= ABOUT THIS EXERCISE =
Copy every line of the records that includes the word "yellow".

/---

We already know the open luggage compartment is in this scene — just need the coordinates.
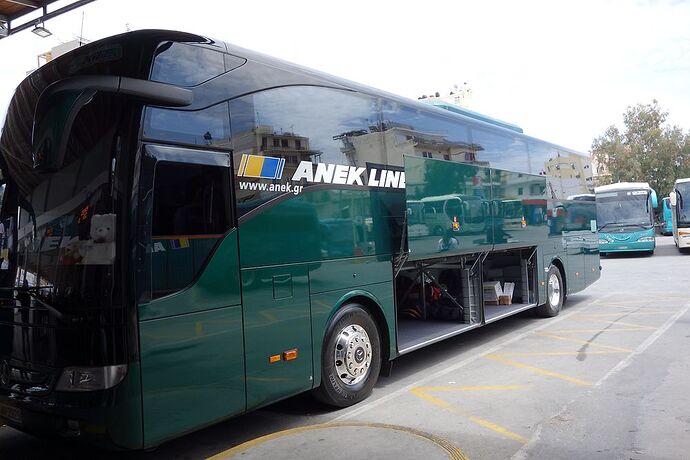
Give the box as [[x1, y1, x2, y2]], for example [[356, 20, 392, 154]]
[[482, 247, 538, 323], [395, 247, 538, 353]]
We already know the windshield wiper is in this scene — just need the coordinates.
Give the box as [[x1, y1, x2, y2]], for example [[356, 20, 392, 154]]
[[597, 222, 623, 232]]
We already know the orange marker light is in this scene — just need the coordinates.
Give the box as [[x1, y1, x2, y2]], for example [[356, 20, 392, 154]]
[[283, 349, 298, 361], [269, 354, 281, 364]]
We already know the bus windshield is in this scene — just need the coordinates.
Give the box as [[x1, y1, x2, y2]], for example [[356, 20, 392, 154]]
[[677, 182, 690, 225], [596, 190, 652, 231], [12, 94, 124, 311]]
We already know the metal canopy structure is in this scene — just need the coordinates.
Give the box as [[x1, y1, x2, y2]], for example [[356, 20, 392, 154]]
[[0, 0, 96, 39]]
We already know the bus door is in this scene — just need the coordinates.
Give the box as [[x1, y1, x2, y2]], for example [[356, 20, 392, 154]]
[[236, 199, 317, 410], [138, 145, 245, 446]]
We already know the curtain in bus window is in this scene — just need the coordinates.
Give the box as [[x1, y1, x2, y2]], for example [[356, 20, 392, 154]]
[[151, 162, 232, 298]]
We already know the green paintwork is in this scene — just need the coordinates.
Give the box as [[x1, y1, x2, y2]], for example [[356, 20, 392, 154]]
[[139, 306, 245, 447], [140, 230, 242, 321], [238, 188, 402, 268], [241, 264, 313, 410], [139, 229, 244, 447]]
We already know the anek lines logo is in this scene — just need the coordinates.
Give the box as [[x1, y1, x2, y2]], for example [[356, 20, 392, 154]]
[[238, 154, 285, 180]]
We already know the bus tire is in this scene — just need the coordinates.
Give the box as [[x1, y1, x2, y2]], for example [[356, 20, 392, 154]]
[[535, 265, 564, 318], [313, 304, 381, 408]]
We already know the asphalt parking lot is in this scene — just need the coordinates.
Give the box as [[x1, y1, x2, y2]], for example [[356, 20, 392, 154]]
[[2, 236, 689, 459]]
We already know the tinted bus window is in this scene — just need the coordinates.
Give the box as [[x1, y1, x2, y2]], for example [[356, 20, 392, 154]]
[[144, 102, 231, 148], [151, 42, 226, 87], [229, 86, 383, 217], [381, 101, 472, 165], [151, 162, 232, 298], [470, 128, 529, 173]]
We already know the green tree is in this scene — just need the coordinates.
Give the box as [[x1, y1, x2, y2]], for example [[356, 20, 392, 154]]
[[591, 100, 690, 196]]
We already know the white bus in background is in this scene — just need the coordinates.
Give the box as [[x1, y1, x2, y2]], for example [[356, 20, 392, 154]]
[[670, 178, 690, 253]]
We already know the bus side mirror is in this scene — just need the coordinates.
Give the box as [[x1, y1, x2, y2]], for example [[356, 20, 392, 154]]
[[669, 191, 677, 207], [650, 190, 658, 208]]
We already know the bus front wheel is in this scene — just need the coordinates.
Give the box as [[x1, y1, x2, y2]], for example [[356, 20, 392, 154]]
[[535, 265, 564, 317], [314, 304, 381, 407]]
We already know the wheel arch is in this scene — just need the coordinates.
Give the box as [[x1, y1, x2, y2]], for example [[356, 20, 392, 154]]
[[548, 256, 567, 299], [314, 289, 392, 387]]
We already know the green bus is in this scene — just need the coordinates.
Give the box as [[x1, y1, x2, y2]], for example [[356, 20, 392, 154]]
[[0, 30, 600, 449]]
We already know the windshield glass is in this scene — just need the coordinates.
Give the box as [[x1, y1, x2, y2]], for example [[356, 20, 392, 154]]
[[677, 182, 690, 225], [596, 190, 652, 230], [13, 94, 124, 311]]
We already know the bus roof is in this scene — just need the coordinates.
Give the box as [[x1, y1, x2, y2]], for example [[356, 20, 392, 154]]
[[594, 182, 651, 193], [675, 178, 690, 185]]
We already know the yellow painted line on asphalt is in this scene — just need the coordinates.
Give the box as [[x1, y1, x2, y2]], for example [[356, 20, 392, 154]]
[[544, 327, 653, 333], [534, 332, 633, 352], [415, 385, 530, 392], [492, 351, 626, 357], [410, 387, 528, 444], [589, 303, 674, 310], [573, 311, 669, 317], [467, 416, 528, 444], [568, 318, 656, 330], [484, 355, 592, 386], [206, 421, 469, 460]]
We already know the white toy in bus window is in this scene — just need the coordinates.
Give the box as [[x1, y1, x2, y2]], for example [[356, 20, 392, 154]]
[[81, 213, 116, 265]]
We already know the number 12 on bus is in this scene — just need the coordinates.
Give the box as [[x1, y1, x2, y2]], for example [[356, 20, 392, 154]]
[[0, 30, 599, 449]]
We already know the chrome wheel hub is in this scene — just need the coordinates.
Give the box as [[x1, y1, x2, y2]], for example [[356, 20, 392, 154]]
[[334, 324, 372, 386], [548, 273, 561, 307]]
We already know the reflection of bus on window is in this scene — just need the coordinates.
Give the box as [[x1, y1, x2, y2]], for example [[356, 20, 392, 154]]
[[670, 178, 690, 252], [420, 195, 486, 235], [500, 199, 523, 230], [595, 182, 658, 255]]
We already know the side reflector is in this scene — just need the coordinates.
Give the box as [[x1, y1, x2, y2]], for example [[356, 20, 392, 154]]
[[283, 349, 298, 361], [269, 354, 281, 364]]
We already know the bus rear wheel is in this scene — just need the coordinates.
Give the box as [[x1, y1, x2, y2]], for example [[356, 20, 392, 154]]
[[314, 304, 381, 407], [535, 265, 564, 317]]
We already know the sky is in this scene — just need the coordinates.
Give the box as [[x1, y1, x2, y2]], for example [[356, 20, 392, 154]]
[[2, 0, 690, 153]]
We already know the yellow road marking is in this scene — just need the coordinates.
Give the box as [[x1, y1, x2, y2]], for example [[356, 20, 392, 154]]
[[415, 385, 530, 392], [534, 332, 633, 352], [491, 351, 626, 357], [409, 387, 528, 444], [206, 421, 469, 460], [468, 416, 528, 444], [568, 318, 656, 330], [573, 311, 669, 317], [544, 327, 653, 333], [484, 355, 592, 386]]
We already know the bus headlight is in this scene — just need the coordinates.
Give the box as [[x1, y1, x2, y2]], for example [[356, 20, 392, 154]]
[[637, 236, 654, 242], [55, 365, 127, 392], [599, 239, 608, 244]]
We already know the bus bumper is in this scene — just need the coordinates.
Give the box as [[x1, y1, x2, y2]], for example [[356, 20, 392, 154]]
[[599, 240, 655, 253], [0, 364, 142, 450], [678, 231, 690, 249]]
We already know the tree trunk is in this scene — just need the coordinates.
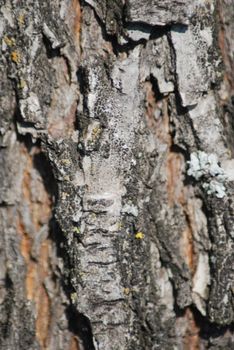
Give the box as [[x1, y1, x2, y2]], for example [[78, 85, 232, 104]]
[[0, 0, 233, 349]]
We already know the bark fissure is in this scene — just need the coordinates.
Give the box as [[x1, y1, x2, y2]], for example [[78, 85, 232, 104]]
[[0, 0, 234, 349]]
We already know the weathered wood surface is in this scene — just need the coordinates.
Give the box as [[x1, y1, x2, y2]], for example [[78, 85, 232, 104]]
[[0, 0, 234, 349]]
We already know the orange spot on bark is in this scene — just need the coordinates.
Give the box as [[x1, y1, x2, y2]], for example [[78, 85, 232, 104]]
[[17, 216, 31, 263], [68, 0, 82, 49]]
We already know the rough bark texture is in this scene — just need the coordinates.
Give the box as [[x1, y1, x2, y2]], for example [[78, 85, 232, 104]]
[[0, 0, 234, 349]]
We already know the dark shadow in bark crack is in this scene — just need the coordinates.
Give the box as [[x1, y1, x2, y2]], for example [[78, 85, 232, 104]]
[[0, 273, 14, 340], [149, 74, 164, 101], [33, 151, 58, 199], [222, 96, 234, 156], [191, 306, 234, 344], [42, 34, 61, 59], [84, 1, 173, 61], [150, 23, 171, 40], [66, 305, 96, 350]]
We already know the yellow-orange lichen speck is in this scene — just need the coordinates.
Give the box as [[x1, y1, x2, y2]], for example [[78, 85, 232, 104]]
[[18, 14, 25, 26], [4, 36, 15, 46], [135, 232, 144, 239], [11, 51, 21, 64], [123, 288, 130, 295]]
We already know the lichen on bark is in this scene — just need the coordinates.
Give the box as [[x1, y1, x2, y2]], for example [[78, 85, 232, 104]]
[[0, 0, 234, 349]]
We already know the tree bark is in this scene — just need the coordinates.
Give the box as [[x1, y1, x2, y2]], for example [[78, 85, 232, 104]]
[[0, 0, 233, 349]]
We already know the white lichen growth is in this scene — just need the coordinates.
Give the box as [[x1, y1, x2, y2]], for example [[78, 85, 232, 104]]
[[187, 151, 227, 198], [121, 203, 138, 217]]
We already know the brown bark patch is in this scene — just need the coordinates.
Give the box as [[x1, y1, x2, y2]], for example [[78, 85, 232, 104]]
[[183, 308, 200, 350], [144, 80, 197, 273], [35, 240, 51, 348], [166, 152, 184, 207], [166, 152, 196, 274], [144, 80, 170, 144], [17, 215, 31, 263], [217, 0, 234, 93], [69, 336, 80, 350], [47, 52, 79, 140], [17, 144, 53, 349], [69, 0, 82, 48], [181, 226, 195, 273], [73, 0, 82, 44], [48, 96, 78, 139]]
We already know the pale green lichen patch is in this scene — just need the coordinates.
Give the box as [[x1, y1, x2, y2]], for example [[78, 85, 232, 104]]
[[18, 78, 27, 90], [60, 158, 71, 166], [187, 151, 227, 198], [70, 292, 78, 304], [73, 227, 80, 234]]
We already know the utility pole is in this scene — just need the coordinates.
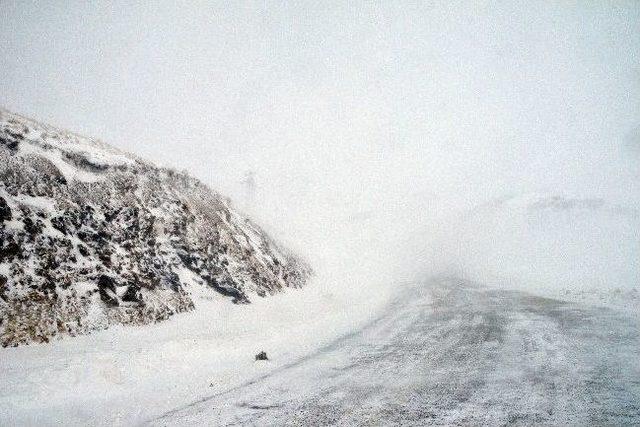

\---

= EXERCISE SOLUTION =
We already know the yellow painted line on asphalt is in this scene — just need the coordinates.
We already know the yellow road marking is in this scene — just need the coordinates.
We already know the yellow-orange lichen speck is in this scene — just need the coordinates.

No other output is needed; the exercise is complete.